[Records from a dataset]
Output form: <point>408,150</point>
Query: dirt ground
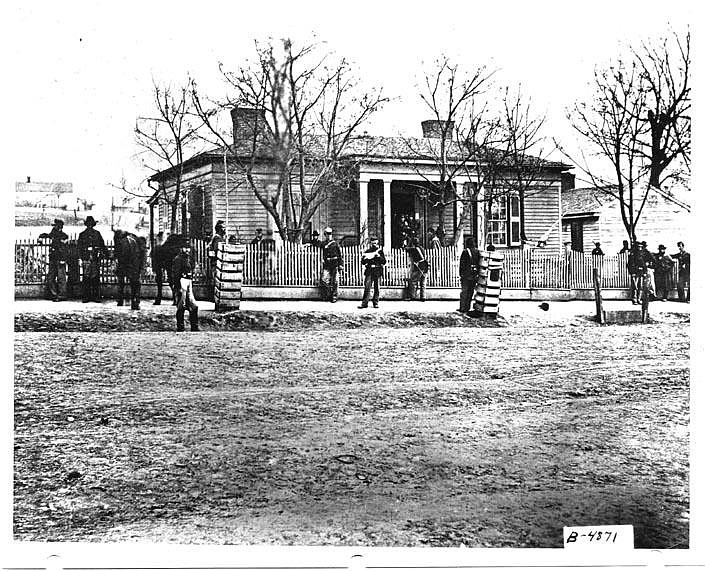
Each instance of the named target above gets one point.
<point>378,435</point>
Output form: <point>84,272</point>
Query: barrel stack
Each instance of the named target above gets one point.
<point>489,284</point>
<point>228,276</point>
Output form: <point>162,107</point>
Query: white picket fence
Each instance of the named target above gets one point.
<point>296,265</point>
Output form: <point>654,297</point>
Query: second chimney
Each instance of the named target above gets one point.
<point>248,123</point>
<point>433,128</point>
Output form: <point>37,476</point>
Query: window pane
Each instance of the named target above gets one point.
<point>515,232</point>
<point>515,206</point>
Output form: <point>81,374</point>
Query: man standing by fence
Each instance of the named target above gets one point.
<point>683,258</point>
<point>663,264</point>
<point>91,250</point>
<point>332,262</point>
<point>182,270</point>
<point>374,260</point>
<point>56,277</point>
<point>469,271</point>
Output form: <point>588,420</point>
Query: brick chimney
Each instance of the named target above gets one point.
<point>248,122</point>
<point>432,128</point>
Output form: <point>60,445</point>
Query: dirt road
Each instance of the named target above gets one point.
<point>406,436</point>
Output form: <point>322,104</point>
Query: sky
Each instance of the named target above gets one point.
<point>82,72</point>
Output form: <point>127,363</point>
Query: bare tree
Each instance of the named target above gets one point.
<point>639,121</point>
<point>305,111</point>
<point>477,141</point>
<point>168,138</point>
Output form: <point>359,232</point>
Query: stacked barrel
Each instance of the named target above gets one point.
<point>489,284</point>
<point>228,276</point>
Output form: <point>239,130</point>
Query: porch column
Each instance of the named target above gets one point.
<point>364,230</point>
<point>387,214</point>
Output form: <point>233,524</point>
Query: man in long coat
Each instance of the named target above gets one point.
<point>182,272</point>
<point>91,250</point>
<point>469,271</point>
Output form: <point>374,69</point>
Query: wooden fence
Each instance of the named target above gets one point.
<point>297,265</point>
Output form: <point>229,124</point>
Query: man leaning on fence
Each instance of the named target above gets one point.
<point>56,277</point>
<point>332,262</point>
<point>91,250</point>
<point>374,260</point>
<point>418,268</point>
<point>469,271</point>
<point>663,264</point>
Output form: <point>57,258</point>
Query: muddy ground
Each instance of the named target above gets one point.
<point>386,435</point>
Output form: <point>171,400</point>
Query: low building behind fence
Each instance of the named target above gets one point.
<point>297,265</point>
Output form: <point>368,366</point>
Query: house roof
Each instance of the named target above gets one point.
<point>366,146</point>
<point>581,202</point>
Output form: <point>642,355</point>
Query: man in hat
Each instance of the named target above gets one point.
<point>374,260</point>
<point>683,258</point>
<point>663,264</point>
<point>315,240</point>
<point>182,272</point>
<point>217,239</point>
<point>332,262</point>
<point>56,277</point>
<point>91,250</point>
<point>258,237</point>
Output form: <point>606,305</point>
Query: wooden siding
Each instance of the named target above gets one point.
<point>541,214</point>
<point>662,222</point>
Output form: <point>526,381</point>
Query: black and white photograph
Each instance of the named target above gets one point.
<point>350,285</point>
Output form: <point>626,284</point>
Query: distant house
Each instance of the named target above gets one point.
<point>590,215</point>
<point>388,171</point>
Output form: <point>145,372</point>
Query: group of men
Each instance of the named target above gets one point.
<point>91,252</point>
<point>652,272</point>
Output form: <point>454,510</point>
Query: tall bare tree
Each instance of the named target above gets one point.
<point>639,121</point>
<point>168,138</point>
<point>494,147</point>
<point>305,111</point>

---

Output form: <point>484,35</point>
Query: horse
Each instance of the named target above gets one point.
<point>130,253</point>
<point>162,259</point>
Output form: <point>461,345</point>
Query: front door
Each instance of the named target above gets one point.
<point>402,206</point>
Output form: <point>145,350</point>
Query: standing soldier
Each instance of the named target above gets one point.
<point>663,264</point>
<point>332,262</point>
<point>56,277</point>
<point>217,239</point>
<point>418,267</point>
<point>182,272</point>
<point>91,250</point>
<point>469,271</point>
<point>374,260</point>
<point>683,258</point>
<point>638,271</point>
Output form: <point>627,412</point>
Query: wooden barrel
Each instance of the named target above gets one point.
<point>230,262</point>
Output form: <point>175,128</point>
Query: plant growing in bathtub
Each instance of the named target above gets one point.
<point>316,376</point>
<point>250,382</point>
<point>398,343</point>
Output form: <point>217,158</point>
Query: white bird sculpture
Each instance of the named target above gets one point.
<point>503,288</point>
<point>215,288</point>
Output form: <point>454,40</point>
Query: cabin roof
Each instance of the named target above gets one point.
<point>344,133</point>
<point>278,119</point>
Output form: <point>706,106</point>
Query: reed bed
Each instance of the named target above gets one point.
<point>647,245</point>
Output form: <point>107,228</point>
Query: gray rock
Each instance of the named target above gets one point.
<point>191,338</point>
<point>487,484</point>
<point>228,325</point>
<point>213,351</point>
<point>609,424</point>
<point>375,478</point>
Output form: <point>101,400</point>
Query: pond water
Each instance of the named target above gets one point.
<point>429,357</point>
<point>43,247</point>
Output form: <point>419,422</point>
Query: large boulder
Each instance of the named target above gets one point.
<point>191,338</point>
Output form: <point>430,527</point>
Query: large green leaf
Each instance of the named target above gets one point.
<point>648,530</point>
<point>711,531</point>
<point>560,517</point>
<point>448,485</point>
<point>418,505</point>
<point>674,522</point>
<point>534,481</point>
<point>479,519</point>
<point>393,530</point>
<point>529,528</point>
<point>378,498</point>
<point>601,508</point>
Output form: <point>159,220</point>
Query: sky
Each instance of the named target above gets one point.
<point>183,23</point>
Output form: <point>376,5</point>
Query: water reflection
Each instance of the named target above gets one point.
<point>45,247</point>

--

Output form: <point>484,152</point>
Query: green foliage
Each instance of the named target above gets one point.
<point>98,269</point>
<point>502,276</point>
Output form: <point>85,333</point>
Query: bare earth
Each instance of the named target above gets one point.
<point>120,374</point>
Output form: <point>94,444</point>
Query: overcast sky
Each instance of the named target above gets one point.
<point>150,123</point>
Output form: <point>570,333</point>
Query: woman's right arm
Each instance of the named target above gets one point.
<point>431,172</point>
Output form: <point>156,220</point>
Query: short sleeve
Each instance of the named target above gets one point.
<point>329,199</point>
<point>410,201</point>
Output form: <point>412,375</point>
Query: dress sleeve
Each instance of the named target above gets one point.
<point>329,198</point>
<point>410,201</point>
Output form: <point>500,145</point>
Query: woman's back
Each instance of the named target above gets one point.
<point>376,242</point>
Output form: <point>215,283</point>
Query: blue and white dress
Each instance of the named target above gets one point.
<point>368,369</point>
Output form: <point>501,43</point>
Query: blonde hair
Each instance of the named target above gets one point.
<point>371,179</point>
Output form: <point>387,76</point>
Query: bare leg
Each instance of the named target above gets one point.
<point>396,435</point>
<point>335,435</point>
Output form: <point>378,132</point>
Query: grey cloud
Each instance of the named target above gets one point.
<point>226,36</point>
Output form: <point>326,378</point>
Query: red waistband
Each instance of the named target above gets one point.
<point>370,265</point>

Work to do: Rewrite only the data starting with the line that contains "Output form: <point>378,132</point>" and going on through the line that contains "<point>370,265</point>", replacing "named target" with "labeled object" and keeping everything else the same.

Task response:
Output form: <point>378,132</point>
Query: grey cloud
Each instance of the labeled object above gets one point.
<point>226,36</point>
Output form: <point>326,378</point>
Query: red waistband
Each instance of the labeled object above gets one point.
<point>370,265</point>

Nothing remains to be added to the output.